What the task asks: A faithful transcription of all the entries below is needed, without the pictures.

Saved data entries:
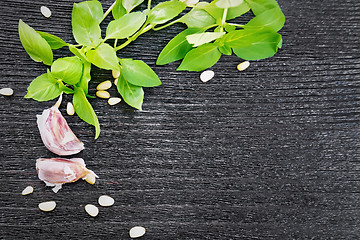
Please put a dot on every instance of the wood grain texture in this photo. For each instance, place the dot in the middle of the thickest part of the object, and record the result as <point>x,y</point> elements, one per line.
<point>269,153</point>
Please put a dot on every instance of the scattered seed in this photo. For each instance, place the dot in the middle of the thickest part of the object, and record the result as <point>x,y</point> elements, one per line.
<point>116,73</point>
<point>207,75</point>
<point>113,101</point>
<point>244,65</point>
<point>45,11</point>
<point>103,94</point>
<point>70,109</point>
<point>6,91</point>
<point>47,206</point>
<point>92,210</point>
<point>27,190</point>
<point>104,86</point>
<point>137,231</point>
<point>106,201</point>
<point>90,178</point>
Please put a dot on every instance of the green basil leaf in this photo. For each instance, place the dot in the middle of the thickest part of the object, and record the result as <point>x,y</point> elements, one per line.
<point>68,69</point>
<point>78,52</point>
<point>233,12</point>
<point>86,29</point>
<point>260,6</point>
<point>201,58</point>
<point>237,11</point>
<point>131,4</point>
<point>272,18</point>
<point>139,73</point>
<point>197,18</point>
<point>165,11</point>
<point>64,88</point>
<point>35,45</point>
<point>86,77</point>
<point>228,3</point>
<point>104,57</point>
<point>201,38</point>
<point>84,110</point>
<point>118,9</point>
<point>132,94</point>
<point>229,28</point>
<point>177,48</point>
<point>93,8</point>
<point>125,26</point>
<point>253,45</point>
<point>54,41</point>
<point>225,50</point>
<point>43,88</point>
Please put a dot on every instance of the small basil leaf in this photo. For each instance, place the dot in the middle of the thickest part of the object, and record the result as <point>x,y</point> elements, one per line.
<point>259,45</point>
<point>125,26</point>
<point>43,88</point>
<point>229,28</point>
<point>118,9</point>
<point>177,48</point>
<point>132,95</point>
<point>139,73</point>
<point>104,57</point>
<point>201,58</point>
<point>77,52</point>
<point>237,11</point>
<point>197,18</point>
<point>36,46</point>
<point>131,4</point>
<point>259,6</point>
<point>201,38</point>
<point>225,50</point>
<point>64,88</point>
<point>86,77</point>
<point>84,110</point>
<point>68,69</point>
<point>165,11</point>
<point>86,29</point>
<point>228,3</point>
<point>93,8</point>
<point>272,18</point>
<point>54,41</point>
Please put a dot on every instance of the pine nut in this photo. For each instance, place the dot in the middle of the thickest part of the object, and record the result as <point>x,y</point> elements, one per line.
<point>45,11</point>
<point>6,91</point>
<point>103,94</point>
<point>28,190</point>
<point>70,109</point>
<point>137,231</point>
<point>106,201</point>
<point>207,75</point>
<point>244,65</point>
<point>47,206</point>
<point>92,210</point>
<point>113,101</point>
<point>104,86</point>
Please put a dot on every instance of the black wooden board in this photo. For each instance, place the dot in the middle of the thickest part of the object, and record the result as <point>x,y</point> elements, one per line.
<point>268,153</point>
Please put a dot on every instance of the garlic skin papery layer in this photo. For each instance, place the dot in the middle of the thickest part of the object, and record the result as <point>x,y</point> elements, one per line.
<point>57,171</point>
<point>56,133</point>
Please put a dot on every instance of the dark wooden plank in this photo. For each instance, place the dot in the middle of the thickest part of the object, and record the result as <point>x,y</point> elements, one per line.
<point>269,153</point>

Response to the task:
Please put a dot on every instance of the wood grain texture in this photo. For each instance, place the dot in the middle of the thickest part of the object, and record the result as <point>x,y</point> elements, one per line.
<point>269,153</point>
Please put a dot on every instance of the scattered seed in this photo. For each instance, place the dot in the middle of the thickest part of the object, and record the result as <point>x,y</point> elements, one per line.
<point>116,73</point>
<point>207,75</point>
<point>113,101</point>
<point>244,65</point>
<point>45,11</point>
<point>103,94</point>
<point>70,109</point>
<point>6,91</point>
<point>47,206</point>
<point>92,210</point>
<point>27,190</point>
<point>104,86</point>
<point>137,231</point>
<point>106,201</point>
<point>90,178</point>
Please put a dot on every instance of the green basil leaf in this photo. For each instance, place the dot in the middle of the thickest part of the object, and record the result as <point>x,y</point> elements, one per line.
<point>68,69</point>
<point>78,52</point>
<point>233,12</point>
<point>86,29</point>
<point>260,6</point>
<point>201,58</point>
<point>237,11</point>
<point>131,4</point>
<point>272,18</point>
<point>139,73</point>
<point>197,18</point>
<point>165,11</point>
<point>64,88</point>
<point>35,45</point>
<point>86,77</point>
<point>228,3</point>
<point>104,57</point>
<point>201,38</point>
<point>84,110</point>
<point>118,9</point>
<point>132,94</point>
<point>229,28</point>
<point>177,48</point>
<point>93,8</point>
<point>125,26</point>
<point>253,45</point>
<point>54,41</point>
<point>225,50</point>
<point>43,88</point>
Please put a dot on every instance of the small basil leaf in this photo. For each instance, place the dot in the middle of the thickest part of the object, and record the result as <point>x,y</point> elements, one per line.
<point>259,45</point>
<point>125,26</point>
<point>43,88</point>
<point>229,28</point>
<point>118,9</point>
<point>177,48</point>
<point>132,95</point>
<point>139,73</point>
<point>104,57</point>
<point>201,58</point>
<point>77,52</point>
<point>237,11</point>
<point>197,18</point>
<point>36,46</point>
<point>131,4</point>
<point>259,6</point>
<point>201,38</point>
<point>225,50</point>
<point>64,88</point>
<point>86,77</point>
<point>84,110</point>
<point>68,69</point>
<point>165,11</point>
<point>86,29</point>
<point>228,3</point>
<point>93,8</point>
<point>272,18</point>
<point>54,41</point>
Please put a dot on every instance of the pine nut in this photo. For each instance, place the dot in the middle of the thickest part of the object, and record the result as <point>x,y</point> elements, one per line.
<point>45,11</point>
<point>6,91</point>
<point>103,94</point>
<point>28,190</point>
<point>70,109</point>
<point>137,231</point>
<point>106,201</point>
<point>207,75</point>
<point>244,65</point>
<point>47,206</point>
<point>92,210</point>
<point>113,101</point>
<point>104,86</point>
Please put a dot on every instance of the black wooden board in this photo. For each instance, place the dot in the middle of the thickest part of the object, and record the result as <point>x,y</point> elements, one per line.
<point>268,153</point>
Please put a dot on every instance of the garlic skin papery layer in this photo. For each instance, place the dot in the middle of the thickest part of the object, and record the result as <point>x,y</point> elements, one per line.
<point>57,171</point>
<point>56,133</point>
Please put a dot on every instance of the dark wooden plank in this photo. For each instance, place the dot in the middle of the thickest part of the object, and record the result as <point>x,y</point> elements, one per line.
<point>269,153</point>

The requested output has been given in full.